**Text passage:**

»»

Clova E. Court (née Cameron; born 10 February 1960) is a retired English athlete, who competed mainly in the heptathlon and the 100 metres hurdles. She represented Great Britain in the heptathlon at the 1992 Olympic Games in Barcelona. She won a record five AAA Championships heptathlon tiles, and also won the 1994 AAAs Championship 100 metres hurdles title, defeating Sally Gunnell.

Career
Born in Saint Catherine Parish, Jamaica, Court competed for Great Britain at several major championships during the 1990s. Her first individual international vest was at the age of 30. She finished sixteenth at the 1991 World Championships with a personal best score of 6022 points, ninth at the 1992 European Indoor Championships, nineteenth at the 1992 Summer Olympics and eighth at the 1998 Commonwealth Games.

««

Entries on locating named things
»»

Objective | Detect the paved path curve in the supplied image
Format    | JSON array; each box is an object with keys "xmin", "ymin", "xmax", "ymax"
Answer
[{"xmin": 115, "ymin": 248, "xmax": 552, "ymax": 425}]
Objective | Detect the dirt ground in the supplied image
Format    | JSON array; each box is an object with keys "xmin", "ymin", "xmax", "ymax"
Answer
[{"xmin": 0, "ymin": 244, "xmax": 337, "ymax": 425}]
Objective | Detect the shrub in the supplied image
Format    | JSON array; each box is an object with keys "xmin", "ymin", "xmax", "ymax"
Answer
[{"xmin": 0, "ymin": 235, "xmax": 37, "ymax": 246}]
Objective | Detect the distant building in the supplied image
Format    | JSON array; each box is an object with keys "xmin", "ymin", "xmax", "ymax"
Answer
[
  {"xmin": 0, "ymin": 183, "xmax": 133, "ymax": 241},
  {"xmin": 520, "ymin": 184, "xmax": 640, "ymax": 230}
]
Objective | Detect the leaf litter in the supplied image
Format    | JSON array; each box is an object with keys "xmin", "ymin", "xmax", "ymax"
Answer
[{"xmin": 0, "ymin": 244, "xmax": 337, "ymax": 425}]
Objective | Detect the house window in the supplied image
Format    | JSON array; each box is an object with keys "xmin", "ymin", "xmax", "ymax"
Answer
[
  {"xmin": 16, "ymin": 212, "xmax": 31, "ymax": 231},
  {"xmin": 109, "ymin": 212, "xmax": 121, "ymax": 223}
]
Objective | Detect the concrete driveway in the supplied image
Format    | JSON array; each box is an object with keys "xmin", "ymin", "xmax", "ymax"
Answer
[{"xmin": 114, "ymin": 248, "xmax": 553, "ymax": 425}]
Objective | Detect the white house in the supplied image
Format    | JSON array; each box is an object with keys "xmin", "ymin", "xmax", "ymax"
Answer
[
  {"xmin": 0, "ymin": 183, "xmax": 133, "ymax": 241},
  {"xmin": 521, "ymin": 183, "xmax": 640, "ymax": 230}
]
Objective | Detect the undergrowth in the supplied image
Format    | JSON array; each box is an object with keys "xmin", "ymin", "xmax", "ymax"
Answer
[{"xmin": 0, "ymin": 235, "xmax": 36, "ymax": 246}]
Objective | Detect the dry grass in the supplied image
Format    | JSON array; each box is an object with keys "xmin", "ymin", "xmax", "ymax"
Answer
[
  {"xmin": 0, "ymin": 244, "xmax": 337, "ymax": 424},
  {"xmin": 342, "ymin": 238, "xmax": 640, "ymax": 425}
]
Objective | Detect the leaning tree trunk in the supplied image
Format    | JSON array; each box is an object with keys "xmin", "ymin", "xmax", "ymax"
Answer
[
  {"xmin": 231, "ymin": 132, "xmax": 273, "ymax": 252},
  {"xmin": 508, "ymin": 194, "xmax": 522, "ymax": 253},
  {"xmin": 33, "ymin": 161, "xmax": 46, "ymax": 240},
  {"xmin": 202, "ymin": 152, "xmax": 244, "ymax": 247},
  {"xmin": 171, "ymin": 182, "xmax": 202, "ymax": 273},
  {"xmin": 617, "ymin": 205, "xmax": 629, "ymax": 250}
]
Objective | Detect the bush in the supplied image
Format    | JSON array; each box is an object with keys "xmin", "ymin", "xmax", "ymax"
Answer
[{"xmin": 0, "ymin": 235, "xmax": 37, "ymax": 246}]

««
»»

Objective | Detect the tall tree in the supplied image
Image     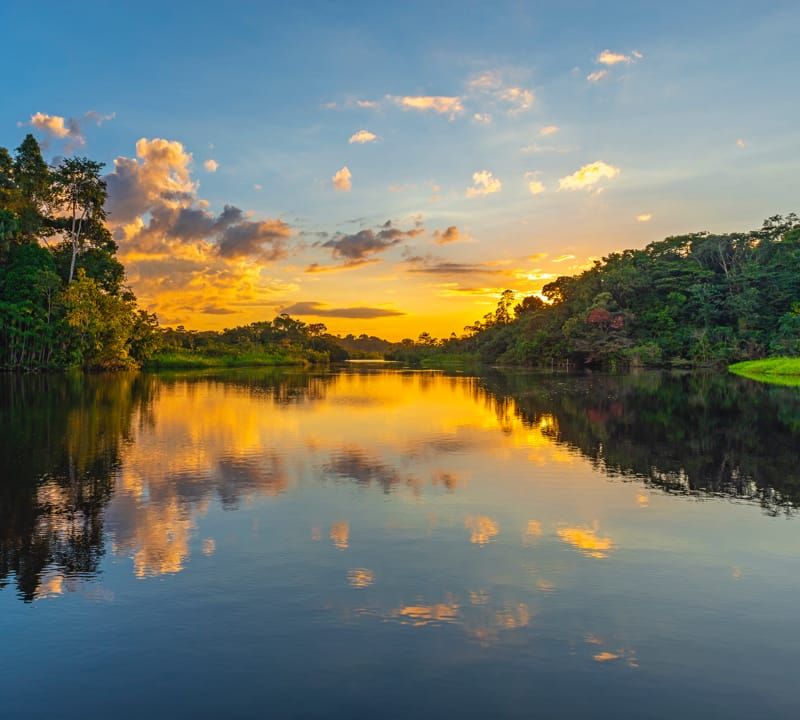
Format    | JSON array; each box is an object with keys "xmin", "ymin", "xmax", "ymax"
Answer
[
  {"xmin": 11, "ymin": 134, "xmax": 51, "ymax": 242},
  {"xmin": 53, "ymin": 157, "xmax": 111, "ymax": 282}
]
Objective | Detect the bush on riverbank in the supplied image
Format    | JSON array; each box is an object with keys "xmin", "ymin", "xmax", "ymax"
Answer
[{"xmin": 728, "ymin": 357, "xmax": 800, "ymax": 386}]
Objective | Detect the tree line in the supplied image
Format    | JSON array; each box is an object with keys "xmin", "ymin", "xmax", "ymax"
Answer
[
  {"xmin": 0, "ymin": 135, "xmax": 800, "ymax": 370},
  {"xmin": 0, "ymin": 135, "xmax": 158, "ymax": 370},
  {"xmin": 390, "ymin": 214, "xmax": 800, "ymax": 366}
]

««
»»

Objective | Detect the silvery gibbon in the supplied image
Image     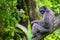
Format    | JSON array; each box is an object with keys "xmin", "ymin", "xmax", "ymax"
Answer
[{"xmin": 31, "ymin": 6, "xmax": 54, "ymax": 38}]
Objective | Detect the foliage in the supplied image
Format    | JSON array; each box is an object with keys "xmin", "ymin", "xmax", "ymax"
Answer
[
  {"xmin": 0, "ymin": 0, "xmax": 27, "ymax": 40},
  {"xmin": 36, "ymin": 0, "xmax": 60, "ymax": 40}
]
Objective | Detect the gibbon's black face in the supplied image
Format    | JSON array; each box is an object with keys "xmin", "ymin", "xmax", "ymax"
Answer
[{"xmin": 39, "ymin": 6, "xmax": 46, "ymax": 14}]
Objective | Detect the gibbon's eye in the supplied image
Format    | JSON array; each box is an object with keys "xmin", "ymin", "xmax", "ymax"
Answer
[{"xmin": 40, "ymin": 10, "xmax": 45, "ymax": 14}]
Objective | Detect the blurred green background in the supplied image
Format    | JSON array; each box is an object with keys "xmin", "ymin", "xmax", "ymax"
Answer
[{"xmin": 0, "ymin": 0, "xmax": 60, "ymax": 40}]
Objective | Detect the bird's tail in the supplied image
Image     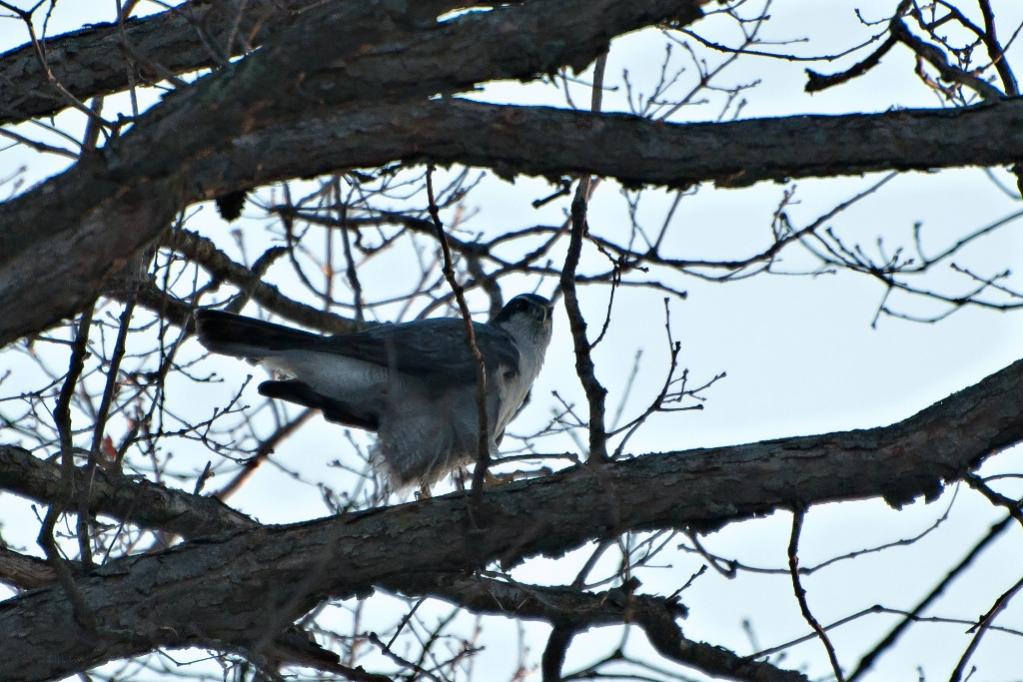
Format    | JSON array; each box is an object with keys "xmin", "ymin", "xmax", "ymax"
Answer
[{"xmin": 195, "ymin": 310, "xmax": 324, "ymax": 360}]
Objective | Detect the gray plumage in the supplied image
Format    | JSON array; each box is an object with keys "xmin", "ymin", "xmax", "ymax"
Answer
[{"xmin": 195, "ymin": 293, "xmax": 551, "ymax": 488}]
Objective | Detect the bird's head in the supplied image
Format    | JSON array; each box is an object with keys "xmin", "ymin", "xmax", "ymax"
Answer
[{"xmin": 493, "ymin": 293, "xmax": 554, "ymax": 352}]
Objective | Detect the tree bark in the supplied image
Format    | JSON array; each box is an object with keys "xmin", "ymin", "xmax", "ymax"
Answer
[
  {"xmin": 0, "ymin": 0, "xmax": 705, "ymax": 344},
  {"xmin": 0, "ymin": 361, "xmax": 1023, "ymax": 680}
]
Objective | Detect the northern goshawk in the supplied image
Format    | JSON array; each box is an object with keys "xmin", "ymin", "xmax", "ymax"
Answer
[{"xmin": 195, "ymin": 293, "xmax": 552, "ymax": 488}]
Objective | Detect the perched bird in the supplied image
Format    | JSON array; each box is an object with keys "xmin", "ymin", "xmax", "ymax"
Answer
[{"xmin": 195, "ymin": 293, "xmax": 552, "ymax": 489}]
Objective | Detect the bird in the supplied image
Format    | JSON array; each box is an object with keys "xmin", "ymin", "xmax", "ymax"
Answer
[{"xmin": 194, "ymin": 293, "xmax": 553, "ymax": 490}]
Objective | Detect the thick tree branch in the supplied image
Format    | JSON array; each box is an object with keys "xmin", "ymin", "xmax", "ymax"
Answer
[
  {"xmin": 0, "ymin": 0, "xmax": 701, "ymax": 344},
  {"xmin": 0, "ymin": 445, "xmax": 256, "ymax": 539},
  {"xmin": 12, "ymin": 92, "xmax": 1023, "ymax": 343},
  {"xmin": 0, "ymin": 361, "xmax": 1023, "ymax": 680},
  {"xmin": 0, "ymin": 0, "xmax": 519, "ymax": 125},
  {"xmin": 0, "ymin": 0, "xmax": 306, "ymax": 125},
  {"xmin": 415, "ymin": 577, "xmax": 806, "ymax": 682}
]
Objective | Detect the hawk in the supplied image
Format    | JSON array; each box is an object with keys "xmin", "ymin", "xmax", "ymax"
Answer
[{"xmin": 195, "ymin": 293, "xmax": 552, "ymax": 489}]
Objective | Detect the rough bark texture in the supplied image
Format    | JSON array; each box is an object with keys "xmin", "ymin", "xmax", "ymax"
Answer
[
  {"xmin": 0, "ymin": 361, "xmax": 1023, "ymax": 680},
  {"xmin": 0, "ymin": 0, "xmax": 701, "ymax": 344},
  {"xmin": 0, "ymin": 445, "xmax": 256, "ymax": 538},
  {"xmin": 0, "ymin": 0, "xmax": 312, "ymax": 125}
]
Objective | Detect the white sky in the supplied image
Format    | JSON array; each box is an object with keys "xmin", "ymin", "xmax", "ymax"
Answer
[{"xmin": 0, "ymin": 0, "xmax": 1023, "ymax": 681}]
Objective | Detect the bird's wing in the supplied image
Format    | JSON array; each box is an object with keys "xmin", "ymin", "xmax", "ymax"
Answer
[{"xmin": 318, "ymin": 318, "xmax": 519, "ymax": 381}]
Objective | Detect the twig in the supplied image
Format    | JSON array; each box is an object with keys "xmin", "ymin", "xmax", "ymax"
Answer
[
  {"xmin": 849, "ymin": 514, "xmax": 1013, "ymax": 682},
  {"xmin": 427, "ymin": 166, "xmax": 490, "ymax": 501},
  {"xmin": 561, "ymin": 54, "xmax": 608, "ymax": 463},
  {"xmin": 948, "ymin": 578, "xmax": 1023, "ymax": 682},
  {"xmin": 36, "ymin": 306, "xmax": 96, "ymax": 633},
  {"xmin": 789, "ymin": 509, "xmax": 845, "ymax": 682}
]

««

**To-do list:**
- A) In the Clova Court passage, what personal best score did she set at the 1991 World Championships?
- B) Retype everything in the Clova Court passage from "Clova E. Court" down to "1998 Commonwealth Games.".

**Task-by-task answers:**
- A) 6022 points

- B)
Clova E. Court (née Cameron; born 10 February 1960) is a retired English athlete, who competed mainly in the heptathlon and the 100 metres hurdles. She represented Great Britain in the heptathlon at the 1992 Olympic Games in Barcelona. She won a record five AAA Championships heptathlon tiles, and also won the 1994 AAAs Championship 100 metres hurdles title, defeating Sally Gunnell.

Career
Born in Saint Catherine Parish, Jamaica, Court competed for Great Britain at several major championships during the 1990s. Her first individual international vest was at the age of 30. She finished sixteenth at the 1991 World Championships with a personal best score of 6022 points, ninth at the 1992 European Indoor Championships, nineteenth at the 1992 Summer Olympics and eighth at the 1998 Commonwealth Games.